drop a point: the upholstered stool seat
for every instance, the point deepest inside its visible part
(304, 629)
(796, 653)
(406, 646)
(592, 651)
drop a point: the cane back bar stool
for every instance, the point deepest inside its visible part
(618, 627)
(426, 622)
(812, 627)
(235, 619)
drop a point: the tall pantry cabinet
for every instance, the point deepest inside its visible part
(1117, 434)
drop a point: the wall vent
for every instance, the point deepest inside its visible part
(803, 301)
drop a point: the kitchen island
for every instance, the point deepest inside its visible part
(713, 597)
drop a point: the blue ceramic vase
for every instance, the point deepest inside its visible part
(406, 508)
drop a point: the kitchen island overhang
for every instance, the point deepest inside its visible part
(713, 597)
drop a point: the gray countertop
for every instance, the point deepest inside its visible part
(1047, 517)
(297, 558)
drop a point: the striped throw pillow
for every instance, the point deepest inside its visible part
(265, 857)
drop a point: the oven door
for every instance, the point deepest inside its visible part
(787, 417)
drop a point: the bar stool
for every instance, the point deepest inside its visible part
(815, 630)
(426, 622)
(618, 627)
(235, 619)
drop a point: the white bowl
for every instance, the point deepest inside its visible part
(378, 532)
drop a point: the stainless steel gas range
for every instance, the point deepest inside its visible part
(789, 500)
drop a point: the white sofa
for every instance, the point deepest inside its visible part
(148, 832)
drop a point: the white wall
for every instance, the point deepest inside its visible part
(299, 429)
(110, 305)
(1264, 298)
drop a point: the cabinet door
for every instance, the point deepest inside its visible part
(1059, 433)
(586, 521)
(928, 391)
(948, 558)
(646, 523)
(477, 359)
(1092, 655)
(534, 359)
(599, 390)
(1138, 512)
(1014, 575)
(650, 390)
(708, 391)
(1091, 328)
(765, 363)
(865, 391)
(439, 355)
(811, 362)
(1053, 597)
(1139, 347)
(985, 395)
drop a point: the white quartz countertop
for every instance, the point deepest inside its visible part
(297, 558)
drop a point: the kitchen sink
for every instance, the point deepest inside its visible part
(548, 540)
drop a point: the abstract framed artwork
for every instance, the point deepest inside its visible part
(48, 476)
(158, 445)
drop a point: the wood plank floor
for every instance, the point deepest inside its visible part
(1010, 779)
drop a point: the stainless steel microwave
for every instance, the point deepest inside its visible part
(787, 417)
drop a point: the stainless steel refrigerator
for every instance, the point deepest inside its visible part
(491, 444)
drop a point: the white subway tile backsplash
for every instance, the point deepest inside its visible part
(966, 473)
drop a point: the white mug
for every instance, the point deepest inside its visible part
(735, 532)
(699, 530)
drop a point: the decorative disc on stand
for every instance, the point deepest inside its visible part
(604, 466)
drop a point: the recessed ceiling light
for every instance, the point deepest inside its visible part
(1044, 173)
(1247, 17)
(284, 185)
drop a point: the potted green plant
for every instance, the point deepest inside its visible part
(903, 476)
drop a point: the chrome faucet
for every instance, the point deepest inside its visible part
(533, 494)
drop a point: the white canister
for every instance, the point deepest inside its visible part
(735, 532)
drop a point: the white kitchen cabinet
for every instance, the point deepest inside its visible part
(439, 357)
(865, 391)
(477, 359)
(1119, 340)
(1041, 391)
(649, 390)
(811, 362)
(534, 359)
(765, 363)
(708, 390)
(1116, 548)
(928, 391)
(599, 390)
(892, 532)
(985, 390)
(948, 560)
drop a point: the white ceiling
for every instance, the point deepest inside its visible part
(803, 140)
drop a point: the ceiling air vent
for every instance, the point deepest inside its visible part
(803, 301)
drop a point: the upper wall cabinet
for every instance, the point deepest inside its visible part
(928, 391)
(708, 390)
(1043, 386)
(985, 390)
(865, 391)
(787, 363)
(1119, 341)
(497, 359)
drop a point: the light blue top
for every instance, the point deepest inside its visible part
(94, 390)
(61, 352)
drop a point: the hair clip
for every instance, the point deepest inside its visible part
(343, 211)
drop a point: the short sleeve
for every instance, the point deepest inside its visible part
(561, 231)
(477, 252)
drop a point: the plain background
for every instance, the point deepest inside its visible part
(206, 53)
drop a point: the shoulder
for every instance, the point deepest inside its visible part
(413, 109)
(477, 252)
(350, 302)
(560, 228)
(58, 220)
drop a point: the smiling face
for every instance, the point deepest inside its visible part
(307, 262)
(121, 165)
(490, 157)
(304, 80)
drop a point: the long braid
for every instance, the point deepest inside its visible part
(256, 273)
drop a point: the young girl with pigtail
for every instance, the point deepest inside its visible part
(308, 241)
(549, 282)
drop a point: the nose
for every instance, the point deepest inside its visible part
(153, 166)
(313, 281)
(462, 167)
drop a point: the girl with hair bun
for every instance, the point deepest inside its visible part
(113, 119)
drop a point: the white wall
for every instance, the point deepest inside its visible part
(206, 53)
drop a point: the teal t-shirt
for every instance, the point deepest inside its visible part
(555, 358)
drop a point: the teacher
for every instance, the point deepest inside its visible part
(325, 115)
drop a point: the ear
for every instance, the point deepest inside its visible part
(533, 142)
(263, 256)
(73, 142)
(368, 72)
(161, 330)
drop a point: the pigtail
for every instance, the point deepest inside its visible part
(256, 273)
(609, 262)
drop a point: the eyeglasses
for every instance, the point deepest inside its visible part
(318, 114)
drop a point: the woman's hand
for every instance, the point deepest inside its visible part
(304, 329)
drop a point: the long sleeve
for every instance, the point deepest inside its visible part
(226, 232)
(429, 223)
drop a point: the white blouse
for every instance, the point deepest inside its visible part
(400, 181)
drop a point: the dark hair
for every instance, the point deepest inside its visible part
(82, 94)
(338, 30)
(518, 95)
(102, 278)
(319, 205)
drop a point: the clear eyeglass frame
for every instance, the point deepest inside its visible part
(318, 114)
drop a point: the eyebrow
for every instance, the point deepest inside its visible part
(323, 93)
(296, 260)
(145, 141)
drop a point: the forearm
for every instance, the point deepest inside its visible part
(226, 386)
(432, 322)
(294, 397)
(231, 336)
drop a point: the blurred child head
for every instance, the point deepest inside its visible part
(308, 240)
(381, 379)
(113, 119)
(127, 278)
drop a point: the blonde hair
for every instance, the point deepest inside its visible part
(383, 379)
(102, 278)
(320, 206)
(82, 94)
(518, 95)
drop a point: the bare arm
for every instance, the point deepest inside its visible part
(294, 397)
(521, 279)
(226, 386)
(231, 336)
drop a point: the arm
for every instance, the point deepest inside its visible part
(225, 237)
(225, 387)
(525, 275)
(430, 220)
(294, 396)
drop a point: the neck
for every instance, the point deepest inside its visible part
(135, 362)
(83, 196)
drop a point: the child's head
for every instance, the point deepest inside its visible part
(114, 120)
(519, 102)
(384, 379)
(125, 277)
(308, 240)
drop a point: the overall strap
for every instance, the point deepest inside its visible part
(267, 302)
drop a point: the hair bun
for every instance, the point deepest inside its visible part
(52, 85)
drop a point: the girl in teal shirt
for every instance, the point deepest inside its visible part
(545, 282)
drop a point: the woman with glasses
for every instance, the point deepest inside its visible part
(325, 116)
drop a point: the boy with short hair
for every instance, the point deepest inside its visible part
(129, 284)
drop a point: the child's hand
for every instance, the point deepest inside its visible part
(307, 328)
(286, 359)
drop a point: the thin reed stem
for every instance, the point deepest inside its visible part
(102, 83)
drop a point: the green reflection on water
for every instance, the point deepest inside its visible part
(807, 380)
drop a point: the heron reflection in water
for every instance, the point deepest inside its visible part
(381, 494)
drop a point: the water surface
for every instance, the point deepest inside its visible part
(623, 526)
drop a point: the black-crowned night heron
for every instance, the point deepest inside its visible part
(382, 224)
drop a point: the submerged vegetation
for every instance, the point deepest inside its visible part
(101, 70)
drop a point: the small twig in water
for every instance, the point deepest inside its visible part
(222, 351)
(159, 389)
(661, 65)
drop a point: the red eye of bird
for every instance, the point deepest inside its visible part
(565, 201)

________________________________________

**EXERCISE PROMPT**
Print only what lies in the material above starting at the line with "drop a point: the bare arm" and ending at the line with "drop a point: the hair bun", every line exactly as given.

**COMPLETED TASK**
drop a point: the bare arm
for every instance, the point deepest inside its visible part
(294, 397)
(521, 279)
(226, 386)
(231, 336)
drop a point: the arm
for every instance, the point deepest inside its visible part
(225, 237)
(225, 387)
(525, 275)
(430, 220)
(294, 396)
drop a point: the neck
for every instance, the point deepest inside its visible part
(135, 362)
(83, 196)
drop a point: the child's head
for every instance, the point deepest inside its visible part
(114, 120)
(519, 102)
(384, 379)
(125, 277)
(308, 240)
drop a point: the overall strap
for every instance, the point deepest inside its visible part
(267, 302)
drop a point: the hair bun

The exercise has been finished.